:: Task item ::
Each line below must be printed exactly as it stands.
════════════════
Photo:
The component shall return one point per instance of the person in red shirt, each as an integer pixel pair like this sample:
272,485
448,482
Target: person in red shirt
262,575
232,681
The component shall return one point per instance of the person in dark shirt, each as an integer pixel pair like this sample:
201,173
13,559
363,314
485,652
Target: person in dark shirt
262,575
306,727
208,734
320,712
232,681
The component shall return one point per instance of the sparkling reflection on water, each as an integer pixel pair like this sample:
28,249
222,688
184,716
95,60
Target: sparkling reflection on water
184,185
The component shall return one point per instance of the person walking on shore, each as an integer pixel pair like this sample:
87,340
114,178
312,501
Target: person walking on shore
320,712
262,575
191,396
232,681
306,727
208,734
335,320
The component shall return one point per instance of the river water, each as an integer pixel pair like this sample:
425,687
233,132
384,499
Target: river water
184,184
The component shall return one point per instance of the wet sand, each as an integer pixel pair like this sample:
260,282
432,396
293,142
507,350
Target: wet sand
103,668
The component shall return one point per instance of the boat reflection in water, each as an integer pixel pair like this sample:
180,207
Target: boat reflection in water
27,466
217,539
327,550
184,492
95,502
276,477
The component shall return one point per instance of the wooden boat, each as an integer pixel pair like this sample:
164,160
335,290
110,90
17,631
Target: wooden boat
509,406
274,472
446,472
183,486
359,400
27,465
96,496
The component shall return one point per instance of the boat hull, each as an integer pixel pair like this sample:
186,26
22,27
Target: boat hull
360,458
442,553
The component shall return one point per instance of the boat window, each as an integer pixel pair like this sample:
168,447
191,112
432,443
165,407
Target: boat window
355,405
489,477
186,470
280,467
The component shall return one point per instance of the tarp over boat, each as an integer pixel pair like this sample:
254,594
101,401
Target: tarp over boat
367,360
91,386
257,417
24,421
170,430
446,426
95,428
════════════════
:: Answer for the task ::
Photo:
The component shall return one point per instance of the person in red shirt, each as an integer pixel pair like this sample:
272,485
448,482
Target: person in red shirt
262,575
232,681
The component shall return one point per instance of the person in dark shirt, each as an integer pixel pair like this sample:
201,173
13,559
363,314
485,652
Target: person in dark shirt
262,575
306,727
208,734
320,712
232,681
The component shall return one point per instance of the sparkling reflection on water, each as an integer pixel pair like this sample:
28,249
222,688
184,716
95,60
Target: sparkling reflection on water
184,185
The component shall return one point per instance of the person walking on shore, each as an integer pixel pair like this sample:
87,340
114,178
312,501
Target: person walking on shore
320,712
262,575
191,396
232,681
306,727
208,734
335,320
The component shall return one point per instance of the river water, each as an integer pixel pair like this sample:
425,687
233,132
384,499
Target: river water
184,184
The component shall return one point per instance of the wet sand, each as an integer pixel pair like this sample:
260,282
432,396
293,142
507,350
Target: wet sand
103,668
The component shall return one point per instance of the boat reflection in water, each as an integer pixel pair like this sample:
180,207
Target: boat reflection in water
27,466
217,539
327,550
184,492
95,502
276,477
The component shall return one point per instance of the wooden boat, each as an integer pixel pair like this sample:
164,160
335,290
110,90
17,631
Target: wooden boat
509,406
274,472
446,472
183,486
359,400
27,465
96,496
The component shall return one point per instance of the boat hull, each as an integer pixel pair like this sample:
186,26
22,27
Target: boat hull
360,458
442,553
The component shall return one point per instance of the boat window, each as an integer pixel pair like this sample:
168,447
191,112
432,443
165,407
Target: boat window
355,405
489,477
186,470
280,467
The component shall return one point per instance of the tarp over boat, each as an integer pixel pair like this sample:
254,594
101,401
Target: tarp over boat
367,360
91,386
257,417
24,421
170,430
446,426
95,428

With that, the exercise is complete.